- _Document excerpt_

■ ■ ■ ■ ■

# Londoner arrives!



## Mustan (Jan 14, 2009)

Greetings to all from London, England.

Hope you don’t mind me hanging round the forum. I've always loved horses and although I don’t own any, I'm looking to expand my knowledge of them. I'll also have to get some of my photos up as I'm a Semi-Pro photographer and love using equines as a subject.

Bye for now!


----------



## RusticWildFire (Jul 6, 2008)

Welcome to the forum! We're glad to have you. I can't wait to see pictures


----------



## Kentucky (Aug 2, 2008)

welcome and enjoy the ride.


----------



## Jubilee Rose (May 28, 2008)

Of course we don't mind having you! We hope you have as much fun here as we do. And yes, this is definitely a place to get horse knowledge.


----------



## wanderlust (Nov 18, 2008)

welcome to the HF


----------



## Got2Gallop (Oct 22, 2007)

Welcome to the forum.............we LUV pictures!


----------



## PoptartShop (Jul 25, 2010)

■ ■ ■ ■ ■

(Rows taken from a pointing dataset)
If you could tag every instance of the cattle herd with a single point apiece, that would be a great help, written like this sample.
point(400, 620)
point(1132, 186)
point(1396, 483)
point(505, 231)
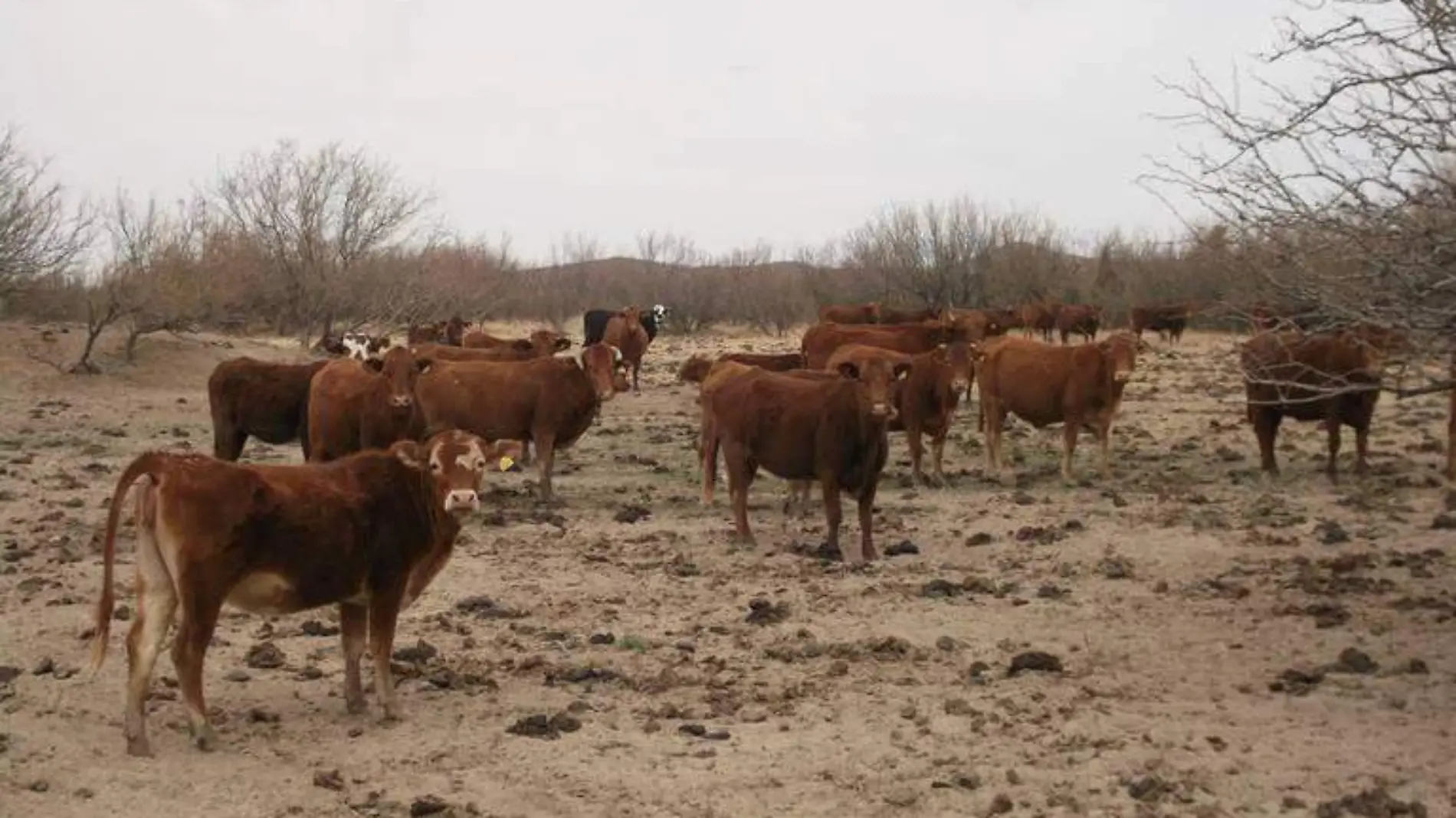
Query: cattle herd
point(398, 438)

■ ■ ■ ■ ■

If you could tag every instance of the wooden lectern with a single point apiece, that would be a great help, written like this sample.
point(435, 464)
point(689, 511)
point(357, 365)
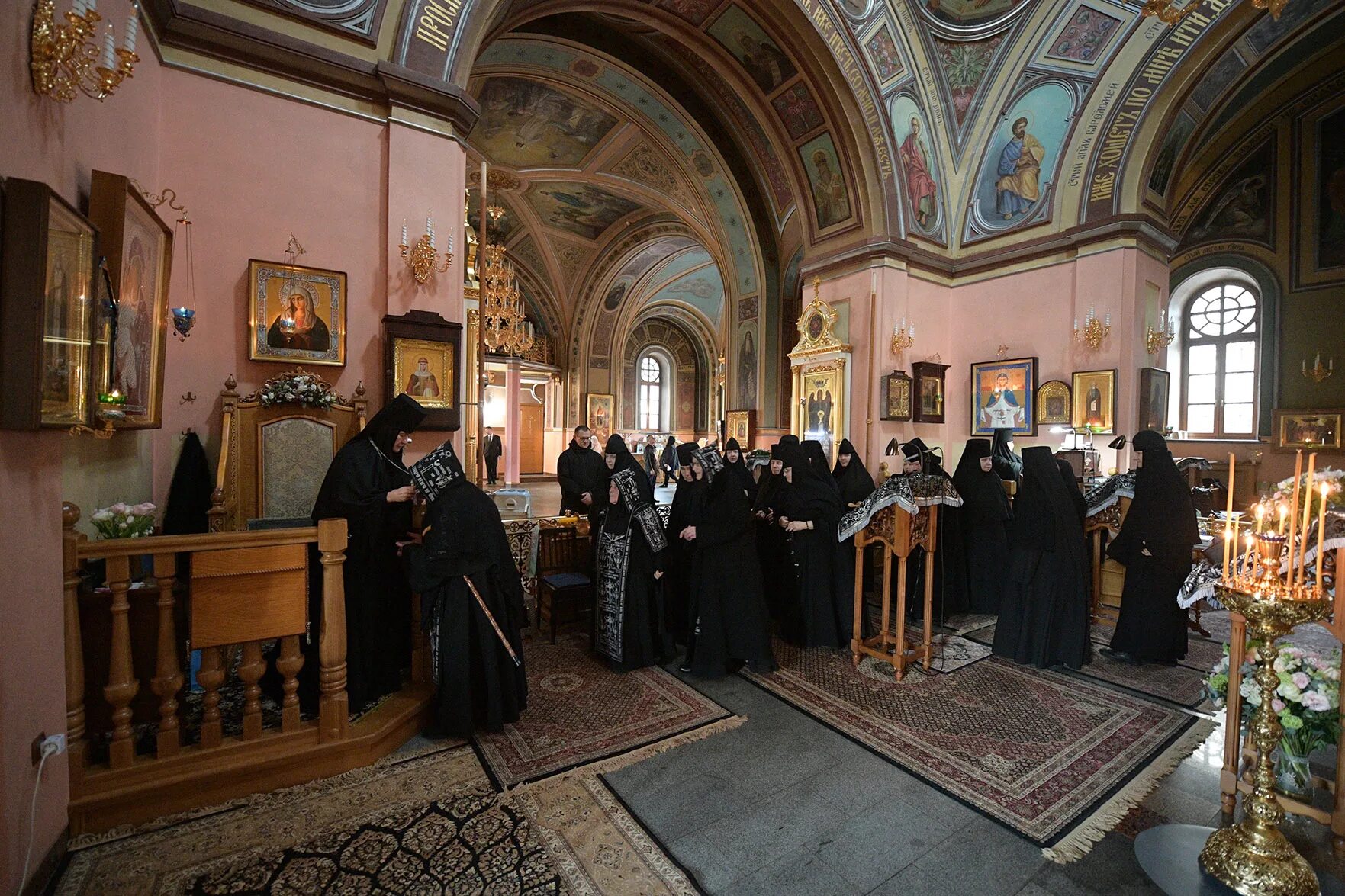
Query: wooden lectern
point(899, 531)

■ ■ ■ ■ ■

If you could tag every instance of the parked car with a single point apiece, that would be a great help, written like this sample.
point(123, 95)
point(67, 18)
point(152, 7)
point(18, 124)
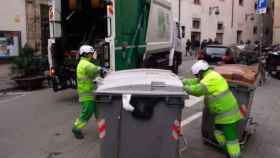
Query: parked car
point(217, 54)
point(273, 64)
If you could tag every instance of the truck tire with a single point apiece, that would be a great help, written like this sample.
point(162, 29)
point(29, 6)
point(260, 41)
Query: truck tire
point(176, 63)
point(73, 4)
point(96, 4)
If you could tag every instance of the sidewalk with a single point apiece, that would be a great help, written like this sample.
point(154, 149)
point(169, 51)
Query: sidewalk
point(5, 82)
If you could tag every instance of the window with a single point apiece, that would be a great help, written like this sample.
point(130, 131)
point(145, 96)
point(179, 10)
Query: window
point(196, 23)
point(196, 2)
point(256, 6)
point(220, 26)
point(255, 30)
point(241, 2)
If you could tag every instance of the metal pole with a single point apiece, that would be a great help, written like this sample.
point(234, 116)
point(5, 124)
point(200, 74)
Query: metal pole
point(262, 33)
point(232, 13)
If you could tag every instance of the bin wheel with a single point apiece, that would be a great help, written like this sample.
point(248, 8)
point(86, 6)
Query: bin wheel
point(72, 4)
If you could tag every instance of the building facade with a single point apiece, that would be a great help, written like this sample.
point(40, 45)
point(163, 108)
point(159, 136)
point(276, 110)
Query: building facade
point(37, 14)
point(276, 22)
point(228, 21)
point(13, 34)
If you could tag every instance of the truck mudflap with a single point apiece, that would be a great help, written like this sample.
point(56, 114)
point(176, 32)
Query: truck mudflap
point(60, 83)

■ ■ ■ ■ ■

- _What this task involves_
Supply the next part of the forum welcome thread, picking up right after its last line. The lines of the pointing dataset are not needed here.

- _Expected answer_
Welcome to the Horse Forum!  Have fun posting, you'll love it here!


----------



## moomoo (Feb 21, 2007)

Welcome  Shame you aren't further north, I would have you take pictures of my pony


----------



## welshy (Jan 7, 2009)

hey welcome to the forum! yeh i agree with moomoo it's a shame you aren't further north then i could rope you into taking pics of my ponies!
Hope to see ya around! and we're glad to have you here!


----------



## mlkarel2010 (Jan 27, 2008)

Welcome to the forum! I've seen some of your pictures in another thread and you have lots of talent. Can't wait to see more!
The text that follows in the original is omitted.